Text:
** Start **

Ya, I'm going to try and try them on on Monday. Sucks that everyone seems to like the allen edmonds more, I don't think there was anything else in that price range I would want at brooks brothers.


----------



## arkirshner (May 10, 2005)

OrsonWelles00 said:


> Sucks that everyone seems to like the allen edmonds more,


In what way does the fact that reasonably informed men prefer leather soles somehow "suck"? Reality is what it is.


----------



## ColdIron (Jun 19, 2009)

I just realized, to add to your number of options so not sure if it will help or hinder....

The BB F&F sale should kick in pretty soon at 25% off which is better than the $40 discount on $250.

I have had good luck with AE seconds, although most of my AE shoes are firsts. If you have an issue with any defects (usually can't find any) it is free to send them back and try another pair or get a refund. Right now the Jeffersonville OH outlet has 20% off on one item but it ends today so you would have to order ASAP. Looking at the list I have from them the BB perf captoe is $160 after discount, and the AE Fifth is $215. For those prices it would be worth a try, I'd give them a call and see what they have available in your size.

** End **

Entries supplied:

** Start **

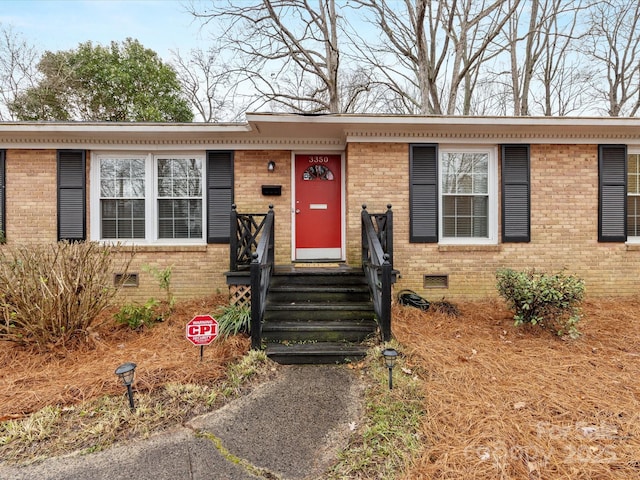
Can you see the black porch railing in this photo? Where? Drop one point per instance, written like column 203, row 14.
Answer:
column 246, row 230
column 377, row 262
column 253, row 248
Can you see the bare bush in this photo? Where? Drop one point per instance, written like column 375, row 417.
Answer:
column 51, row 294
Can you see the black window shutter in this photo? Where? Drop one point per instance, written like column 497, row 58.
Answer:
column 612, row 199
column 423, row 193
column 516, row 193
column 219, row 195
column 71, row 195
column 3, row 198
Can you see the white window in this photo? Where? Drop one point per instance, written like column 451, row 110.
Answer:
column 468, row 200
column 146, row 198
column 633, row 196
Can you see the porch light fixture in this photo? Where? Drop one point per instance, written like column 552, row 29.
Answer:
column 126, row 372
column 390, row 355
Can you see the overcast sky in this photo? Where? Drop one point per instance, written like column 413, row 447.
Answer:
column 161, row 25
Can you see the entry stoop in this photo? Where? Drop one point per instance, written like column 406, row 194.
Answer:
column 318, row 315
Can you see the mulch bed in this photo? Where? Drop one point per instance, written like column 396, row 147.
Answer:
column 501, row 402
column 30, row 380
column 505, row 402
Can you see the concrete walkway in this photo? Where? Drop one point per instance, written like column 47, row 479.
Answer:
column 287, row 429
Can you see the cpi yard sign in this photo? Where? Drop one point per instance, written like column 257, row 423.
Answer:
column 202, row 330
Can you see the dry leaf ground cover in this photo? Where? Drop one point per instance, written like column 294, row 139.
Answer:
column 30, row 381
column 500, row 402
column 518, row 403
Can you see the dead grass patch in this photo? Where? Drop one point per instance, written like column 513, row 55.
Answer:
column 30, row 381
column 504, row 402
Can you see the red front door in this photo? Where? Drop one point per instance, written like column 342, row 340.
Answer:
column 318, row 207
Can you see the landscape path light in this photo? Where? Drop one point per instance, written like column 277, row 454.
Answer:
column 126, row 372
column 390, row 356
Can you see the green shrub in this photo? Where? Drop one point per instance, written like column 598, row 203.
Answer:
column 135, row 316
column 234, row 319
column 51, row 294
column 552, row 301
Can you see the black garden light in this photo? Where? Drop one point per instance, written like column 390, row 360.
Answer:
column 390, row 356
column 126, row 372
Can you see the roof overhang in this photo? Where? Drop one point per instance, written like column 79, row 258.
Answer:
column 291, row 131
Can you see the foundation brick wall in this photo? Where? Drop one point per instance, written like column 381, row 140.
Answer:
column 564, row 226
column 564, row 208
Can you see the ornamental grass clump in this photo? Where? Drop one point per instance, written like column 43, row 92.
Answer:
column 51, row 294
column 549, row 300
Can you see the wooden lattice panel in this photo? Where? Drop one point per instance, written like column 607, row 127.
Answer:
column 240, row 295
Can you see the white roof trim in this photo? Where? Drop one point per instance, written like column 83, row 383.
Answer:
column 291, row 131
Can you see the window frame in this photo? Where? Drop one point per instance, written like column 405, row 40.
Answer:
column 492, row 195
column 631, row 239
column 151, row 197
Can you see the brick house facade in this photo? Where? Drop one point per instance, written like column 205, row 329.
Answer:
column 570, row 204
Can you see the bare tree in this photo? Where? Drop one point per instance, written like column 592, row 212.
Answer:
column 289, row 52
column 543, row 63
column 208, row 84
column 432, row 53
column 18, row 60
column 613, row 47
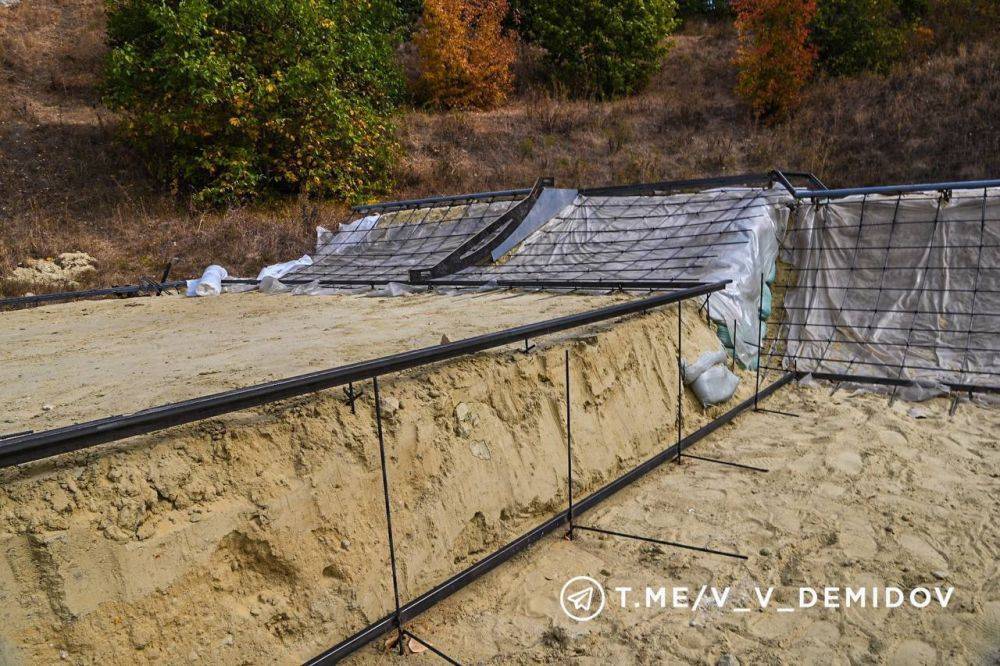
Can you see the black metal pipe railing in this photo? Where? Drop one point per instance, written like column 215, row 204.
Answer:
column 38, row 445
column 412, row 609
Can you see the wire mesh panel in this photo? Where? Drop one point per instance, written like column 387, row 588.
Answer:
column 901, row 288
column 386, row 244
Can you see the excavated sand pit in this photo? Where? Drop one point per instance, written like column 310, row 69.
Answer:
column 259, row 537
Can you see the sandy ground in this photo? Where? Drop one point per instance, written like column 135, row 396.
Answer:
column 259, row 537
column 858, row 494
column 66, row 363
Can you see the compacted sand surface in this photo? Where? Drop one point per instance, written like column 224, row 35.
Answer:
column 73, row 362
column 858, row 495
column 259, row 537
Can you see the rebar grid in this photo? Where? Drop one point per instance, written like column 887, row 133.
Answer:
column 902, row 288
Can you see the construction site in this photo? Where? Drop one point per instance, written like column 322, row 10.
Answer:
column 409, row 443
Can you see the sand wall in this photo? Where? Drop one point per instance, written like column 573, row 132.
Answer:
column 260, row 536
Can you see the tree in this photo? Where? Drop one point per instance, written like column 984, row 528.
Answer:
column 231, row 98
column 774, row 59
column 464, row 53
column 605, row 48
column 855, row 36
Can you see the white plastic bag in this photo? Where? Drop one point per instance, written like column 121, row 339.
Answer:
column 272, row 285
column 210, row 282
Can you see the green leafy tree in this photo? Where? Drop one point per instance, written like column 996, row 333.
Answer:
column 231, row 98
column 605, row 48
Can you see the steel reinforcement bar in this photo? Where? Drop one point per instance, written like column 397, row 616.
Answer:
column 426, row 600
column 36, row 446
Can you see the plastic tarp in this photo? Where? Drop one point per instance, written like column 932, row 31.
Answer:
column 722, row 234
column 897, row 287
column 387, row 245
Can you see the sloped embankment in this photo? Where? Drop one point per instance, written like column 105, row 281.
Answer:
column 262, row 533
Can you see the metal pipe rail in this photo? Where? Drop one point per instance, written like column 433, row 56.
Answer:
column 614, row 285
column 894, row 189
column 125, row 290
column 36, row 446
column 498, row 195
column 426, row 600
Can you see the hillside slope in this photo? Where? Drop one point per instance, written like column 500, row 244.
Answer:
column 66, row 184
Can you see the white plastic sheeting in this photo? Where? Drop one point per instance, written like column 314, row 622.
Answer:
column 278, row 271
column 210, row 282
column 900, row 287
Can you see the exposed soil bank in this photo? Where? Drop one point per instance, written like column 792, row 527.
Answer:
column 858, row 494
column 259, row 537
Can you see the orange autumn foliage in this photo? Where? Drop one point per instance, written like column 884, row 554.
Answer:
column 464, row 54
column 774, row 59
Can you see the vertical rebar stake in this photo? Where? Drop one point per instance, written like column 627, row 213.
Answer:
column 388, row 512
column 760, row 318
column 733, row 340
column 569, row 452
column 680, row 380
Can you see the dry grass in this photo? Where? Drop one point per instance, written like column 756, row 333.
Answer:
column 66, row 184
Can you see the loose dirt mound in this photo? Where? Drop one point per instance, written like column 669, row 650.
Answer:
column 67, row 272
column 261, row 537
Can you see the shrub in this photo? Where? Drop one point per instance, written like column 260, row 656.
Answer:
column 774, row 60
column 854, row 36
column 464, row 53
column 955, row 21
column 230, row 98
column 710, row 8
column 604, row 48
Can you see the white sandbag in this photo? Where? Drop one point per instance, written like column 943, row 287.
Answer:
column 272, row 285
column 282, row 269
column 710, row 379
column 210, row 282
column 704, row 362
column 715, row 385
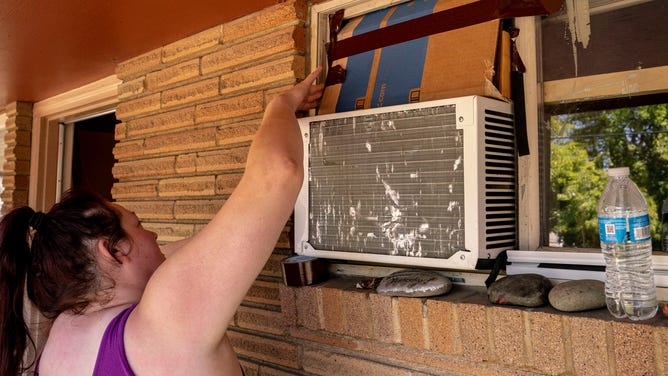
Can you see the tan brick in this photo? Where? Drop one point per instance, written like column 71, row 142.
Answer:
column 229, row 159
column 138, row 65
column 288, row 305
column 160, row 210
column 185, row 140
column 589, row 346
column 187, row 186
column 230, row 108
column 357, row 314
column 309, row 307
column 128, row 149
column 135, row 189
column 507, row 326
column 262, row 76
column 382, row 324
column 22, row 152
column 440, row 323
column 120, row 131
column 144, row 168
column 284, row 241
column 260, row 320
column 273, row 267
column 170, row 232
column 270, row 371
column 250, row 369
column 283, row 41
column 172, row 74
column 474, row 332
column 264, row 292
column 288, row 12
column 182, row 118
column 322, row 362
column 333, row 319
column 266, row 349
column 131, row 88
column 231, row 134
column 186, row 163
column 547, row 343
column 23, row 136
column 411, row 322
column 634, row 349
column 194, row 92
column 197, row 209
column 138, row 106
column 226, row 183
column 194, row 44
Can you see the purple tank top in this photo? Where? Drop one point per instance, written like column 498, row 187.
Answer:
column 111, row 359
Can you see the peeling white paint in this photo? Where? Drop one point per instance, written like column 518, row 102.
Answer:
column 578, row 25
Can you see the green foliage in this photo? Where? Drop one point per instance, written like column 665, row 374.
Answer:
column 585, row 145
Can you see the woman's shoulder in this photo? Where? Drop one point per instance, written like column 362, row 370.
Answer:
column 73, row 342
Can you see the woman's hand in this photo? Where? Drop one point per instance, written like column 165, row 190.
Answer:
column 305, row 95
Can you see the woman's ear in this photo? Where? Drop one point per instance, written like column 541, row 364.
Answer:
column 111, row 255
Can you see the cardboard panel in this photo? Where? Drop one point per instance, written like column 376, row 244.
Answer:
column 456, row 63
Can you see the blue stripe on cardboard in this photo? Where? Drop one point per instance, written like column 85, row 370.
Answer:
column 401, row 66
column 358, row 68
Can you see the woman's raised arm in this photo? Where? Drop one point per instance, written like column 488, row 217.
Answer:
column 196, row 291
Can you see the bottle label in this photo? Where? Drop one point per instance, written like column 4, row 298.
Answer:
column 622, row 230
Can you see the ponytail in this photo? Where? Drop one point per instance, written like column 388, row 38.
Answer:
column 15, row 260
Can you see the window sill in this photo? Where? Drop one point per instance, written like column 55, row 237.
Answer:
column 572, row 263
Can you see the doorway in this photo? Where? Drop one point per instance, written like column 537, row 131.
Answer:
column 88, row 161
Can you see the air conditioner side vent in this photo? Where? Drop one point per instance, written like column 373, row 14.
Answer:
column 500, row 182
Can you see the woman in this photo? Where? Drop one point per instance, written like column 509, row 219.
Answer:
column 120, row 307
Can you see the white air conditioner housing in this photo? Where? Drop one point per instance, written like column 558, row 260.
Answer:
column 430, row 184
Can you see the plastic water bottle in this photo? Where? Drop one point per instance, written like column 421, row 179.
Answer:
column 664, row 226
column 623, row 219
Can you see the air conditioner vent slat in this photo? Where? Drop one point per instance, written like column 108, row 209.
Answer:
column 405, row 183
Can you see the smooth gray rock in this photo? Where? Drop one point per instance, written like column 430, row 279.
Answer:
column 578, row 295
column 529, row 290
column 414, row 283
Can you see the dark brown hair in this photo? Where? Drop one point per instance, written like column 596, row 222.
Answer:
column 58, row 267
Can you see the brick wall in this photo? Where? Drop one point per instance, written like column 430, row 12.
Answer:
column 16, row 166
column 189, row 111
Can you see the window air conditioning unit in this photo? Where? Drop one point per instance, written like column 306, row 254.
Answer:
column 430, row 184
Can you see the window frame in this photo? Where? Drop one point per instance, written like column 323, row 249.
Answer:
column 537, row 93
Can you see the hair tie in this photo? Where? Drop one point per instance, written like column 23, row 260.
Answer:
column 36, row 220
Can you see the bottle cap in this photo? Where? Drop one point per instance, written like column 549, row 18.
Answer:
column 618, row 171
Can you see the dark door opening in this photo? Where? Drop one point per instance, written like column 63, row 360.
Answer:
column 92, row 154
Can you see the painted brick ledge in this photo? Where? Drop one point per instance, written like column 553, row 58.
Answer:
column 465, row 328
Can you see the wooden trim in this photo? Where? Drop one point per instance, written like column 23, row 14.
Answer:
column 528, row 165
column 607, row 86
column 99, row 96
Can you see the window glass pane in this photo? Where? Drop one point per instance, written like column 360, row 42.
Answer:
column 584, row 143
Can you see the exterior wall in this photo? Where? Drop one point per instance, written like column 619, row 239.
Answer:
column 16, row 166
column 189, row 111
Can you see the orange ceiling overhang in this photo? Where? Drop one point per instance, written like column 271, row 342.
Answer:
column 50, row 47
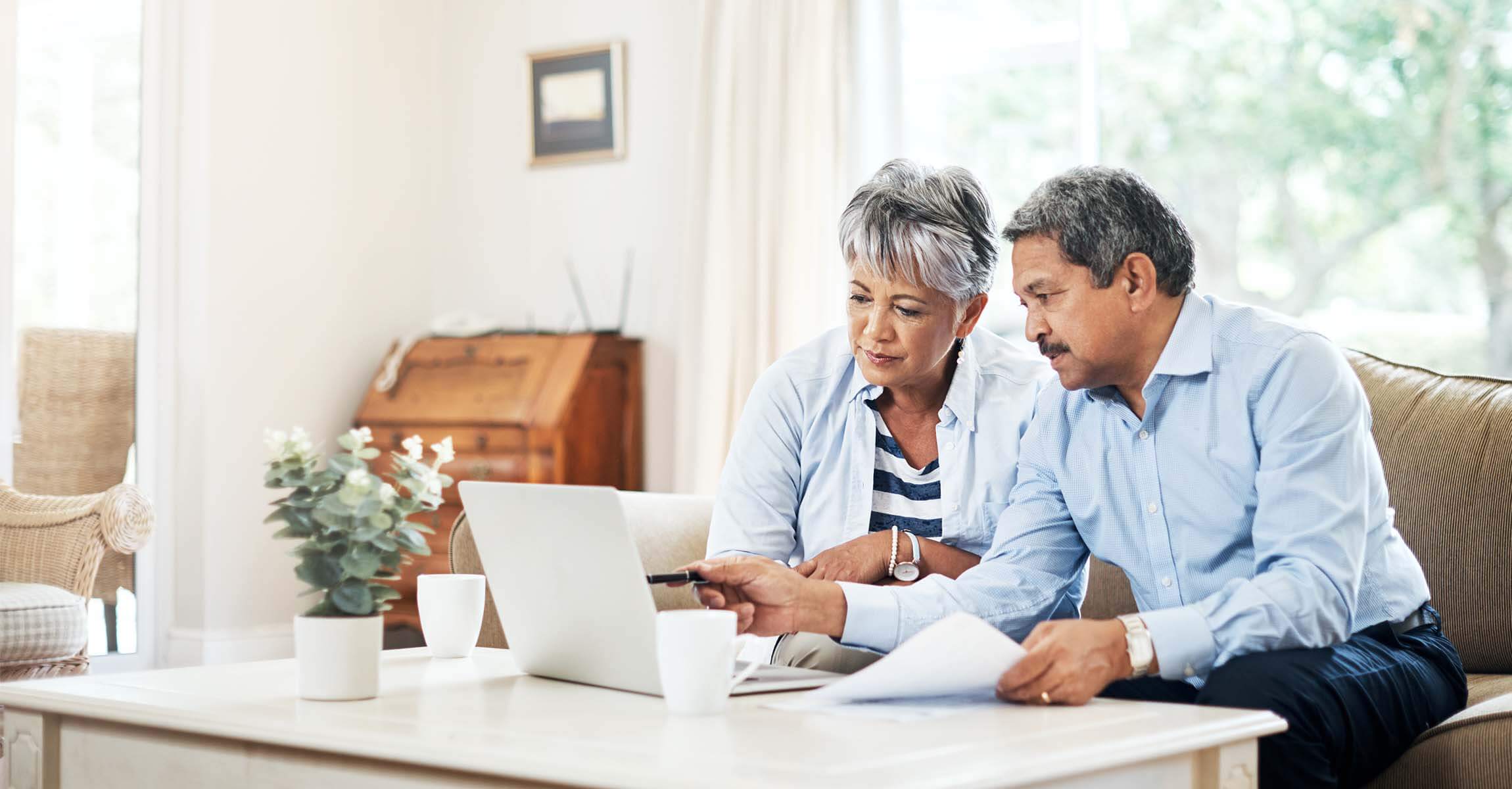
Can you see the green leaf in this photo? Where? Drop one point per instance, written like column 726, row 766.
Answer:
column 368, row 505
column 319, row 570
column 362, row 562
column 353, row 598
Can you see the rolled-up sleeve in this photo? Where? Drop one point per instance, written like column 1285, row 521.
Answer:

** End **

Exercise description: From the forum thread about dress shoes, copy word for word the passage starting with "## ColdIron (Jun" and going on through "discount on $250.".

Answer to the task:
## ColdIron (Jun 19, 2009)

I just realized, to add to your number of options so not sure if it will help or hinder....

The BB F&F sale should kick in pretty soon at 25% off which is better than the $40 discount on $250.